Aim of the exercise — Locate the line containing "If you could point to the headlight", then please write out that line and all the lines below it in the entries exactly.

Raw records —
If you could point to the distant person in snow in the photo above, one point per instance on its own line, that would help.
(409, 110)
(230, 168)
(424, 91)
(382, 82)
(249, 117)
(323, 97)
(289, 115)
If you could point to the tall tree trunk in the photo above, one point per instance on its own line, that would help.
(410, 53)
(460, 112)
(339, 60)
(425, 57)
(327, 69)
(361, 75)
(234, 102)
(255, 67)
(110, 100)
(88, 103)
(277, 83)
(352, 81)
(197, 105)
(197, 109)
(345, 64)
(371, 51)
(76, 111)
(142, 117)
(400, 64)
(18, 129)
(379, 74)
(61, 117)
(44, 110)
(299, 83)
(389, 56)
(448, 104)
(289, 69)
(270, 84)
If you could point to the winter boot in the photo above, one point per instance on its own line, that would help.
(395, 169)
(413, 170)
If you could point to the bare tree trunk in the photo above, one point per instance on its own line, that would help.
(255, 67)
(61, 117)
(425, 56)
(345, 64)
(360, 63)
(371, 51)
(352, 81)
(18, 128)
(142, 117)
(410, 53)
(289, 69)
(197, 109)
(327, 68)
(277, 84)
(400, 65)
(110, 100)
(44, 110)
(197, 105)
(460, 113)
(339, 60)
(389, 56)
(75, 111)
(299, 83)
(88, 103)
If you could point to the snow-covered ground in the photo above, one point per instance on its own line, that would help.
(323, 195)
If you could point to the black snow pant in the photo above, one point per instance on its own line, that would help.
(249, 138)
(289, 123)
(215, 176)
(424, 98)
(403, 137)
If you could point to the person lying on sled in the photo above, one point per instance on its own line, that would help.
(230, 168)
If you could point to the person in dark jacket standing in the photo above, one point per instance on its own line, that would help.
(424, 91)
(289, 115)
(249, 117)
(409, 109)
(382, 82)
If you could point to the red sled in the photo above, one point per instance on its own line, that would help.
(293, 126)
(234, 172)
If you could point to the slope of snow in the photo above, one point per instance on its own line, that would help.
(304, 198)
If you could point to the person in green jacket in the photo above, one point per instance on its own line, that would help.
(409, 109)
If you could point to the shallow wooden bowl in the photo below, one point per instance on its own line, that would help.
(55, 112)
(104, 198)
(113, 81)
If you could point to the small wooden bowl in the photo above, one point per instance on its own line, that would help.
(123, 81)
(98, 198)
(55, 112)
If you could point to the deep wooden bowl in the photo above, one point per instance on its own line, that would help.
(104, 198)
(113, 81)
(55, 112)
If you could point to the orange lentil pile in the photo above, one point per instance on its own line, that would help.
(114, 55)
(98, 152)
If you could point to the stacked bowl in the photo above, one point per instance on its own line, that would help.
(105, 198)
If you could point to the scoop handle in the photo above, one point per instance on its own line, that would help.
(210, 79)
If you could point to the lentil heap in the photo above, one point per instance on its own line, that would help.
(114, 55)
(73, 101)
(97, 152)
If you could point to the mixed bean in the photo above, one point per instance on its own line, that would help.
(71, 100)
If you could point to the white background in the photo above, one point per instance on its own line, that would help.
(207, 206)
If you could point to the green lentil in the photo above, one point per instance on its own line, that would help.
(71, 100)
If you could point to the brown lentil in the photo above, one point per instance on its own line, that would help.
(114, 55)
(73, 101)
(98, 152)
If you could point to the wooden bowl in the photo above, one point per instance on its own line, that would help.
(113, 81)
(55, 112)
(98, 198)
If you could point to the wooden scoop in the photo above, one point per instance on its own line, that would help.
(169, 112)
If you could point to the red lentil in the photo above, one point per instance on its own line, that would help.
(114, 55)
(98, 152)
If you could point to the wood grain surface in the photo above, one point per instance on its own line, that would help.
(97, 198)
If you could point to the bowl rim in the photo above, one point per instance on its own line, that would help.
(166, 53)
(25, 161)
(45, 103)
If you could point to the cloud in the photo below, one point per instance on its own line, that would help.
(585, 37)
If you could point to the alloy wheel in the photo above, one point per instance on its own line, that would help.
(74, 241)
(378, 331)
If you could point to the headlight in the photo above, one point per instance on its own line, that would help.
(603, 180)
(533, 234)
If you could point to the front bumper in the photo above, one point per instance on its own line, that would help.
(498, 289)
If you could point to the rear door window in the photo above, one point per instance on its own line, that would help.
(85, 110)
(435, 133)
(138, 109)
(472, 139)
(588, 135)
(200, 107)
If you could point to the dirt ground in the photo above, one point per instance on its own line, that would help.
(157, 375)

Full answer —
If you could point to the headlight in the photo above, one point per instance on its own line, that would help.
(603, 180)
(533, 234)
If you could point to the front bumper in the photo above, one point per instance on its own line, that would help.
(498, 289)
If you could point to the rear door window in the photo above, one point per instance on its own line, that would help.
(85, 110)
(435, 133)
(138, 109)
(472, 139)
(588, 135)
(200, 107)
If you could point to the dirt ground in the photo above, one point per instance on its own line, that would help.
(157, 375)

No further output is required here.